#### PROBLEM
Switch every "detect" in the listing below to "locate" and write out all of its lines again with nothing else changed. Leave the pictures out.

#### EXCERPTED DATA
(begin)
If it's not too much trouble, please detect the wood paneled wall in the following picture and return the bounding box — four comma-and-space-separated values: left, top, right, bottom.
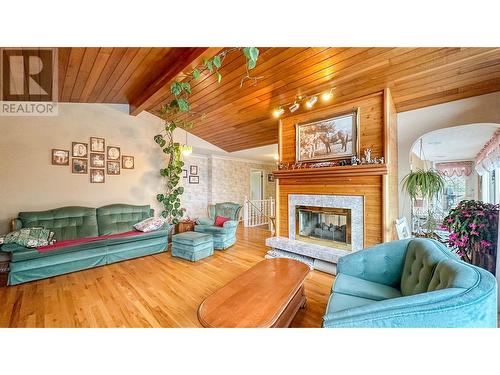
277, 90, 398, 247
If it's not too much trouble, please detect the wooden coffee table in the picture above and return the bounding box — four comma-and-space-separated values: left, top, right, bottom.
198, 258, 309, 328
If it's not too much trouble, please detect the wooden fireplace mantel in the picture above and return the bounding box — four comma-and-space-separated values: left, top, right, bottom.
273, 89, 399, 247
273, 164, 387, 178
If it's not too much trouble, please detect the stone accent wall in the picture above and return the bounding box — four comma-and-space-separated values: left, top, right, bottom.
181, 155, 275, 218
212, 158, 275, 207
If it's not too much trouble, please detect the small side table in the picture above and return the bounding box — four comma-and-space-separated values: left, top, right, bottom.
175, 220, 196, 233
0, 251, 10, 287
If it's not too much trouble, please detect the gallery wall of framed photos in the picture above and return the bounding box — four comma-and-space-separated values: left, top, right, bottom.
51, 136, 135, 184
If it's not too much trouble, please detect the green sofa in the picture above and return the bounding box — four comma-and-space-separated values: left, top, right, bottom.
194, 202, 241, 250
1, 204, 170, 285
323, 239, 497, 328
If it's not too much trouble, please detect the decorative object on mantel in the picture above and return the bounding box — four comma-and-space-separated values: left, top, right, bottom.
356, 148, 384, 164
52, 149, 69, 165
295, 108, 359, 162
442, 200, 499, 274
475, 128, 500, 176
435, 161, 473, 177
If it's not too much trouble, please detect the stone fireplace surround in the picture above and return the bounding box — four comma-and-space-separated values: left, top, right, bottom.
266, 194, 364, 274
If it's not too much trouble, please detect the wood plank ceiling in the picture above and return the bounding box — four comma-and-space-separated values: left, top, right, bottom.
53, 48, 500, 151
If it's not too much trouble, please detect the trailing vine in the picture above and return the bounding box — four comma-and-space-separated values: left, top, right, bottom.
(end)
#### EXPECTED ANSWER
If it's not too much trouble, please locate the wood paneled wall in the following picture and return the bounding box — four comma-and-space-separated values: left, top, right, bottom.
277, 90, 398, 247
If it's not too much trouble, please locate the wooden coffee table in the picture above and return the bounding box — four comma-and-space-separated values: left, top, right, bottom.
198, 258, 309, 328
If it's not too much trouble, please locate the wooden fireplace mantel in the picture above and return the bounding box — four comma-and-space-separated values: left, top, right, bottom.
273, 89, 399, 247
273, 164, 387, 178
If it's not too much trouble, please locate the stone accent wall in the picture above and return the bounding box — four comma-and-space-separated values: left, top, right, bottom.
181, 155, 275, 218
212, 158, 275, 207
If it's not too much trouble, please locate the small side table in the picture above and return the bounding box — four comma-and-space-separated values: left, top, right, bottom.
175, 220, 196, 233
0, 251, 10, 287
If it's not too much trouble, please locate the gallery wall of framed photos in the picture above and return the bounding box — four comma-and-space-separated values: left, top, right, bottom.
51, 136, 135, 184
If it's not too much trouble, please locate the green sofa in the picture above and return the bounding box — four comma-and-space-separated values: left, top, right, bottom.
194, 202, 241, 250
1, 204, 170, 285
323, 239, 497, 328
If it's not too much trouble, please locate the decorative object on mantel in the picture above and return the bounding box — four comma-and-space-separated values: left, top, right, bottom.
356, 148, 384, 164
52, 149, 69, 165
295, 108, 359, 162
442, 200, 499, 274
475, 128, 500, 176
435, 161, 473, 177
If it's not too much trouble, please locate the stone fireplace surround in the picture above and return the bounding box — four comma-and-space-separated values: left, top, right, bottom.
266, 194, 364, 274
If it's not too much trouble, please locate the wood plank ceiling in the picture above and return the bounding box — four comma-and-space-separated values: left, top, right, bottom.
53, 48, 500, 151
If it's not too much trouble, please locate the trailing vine in the picture above and return the bounding box — four comma-and-space-separated values: left, top, right, bottom.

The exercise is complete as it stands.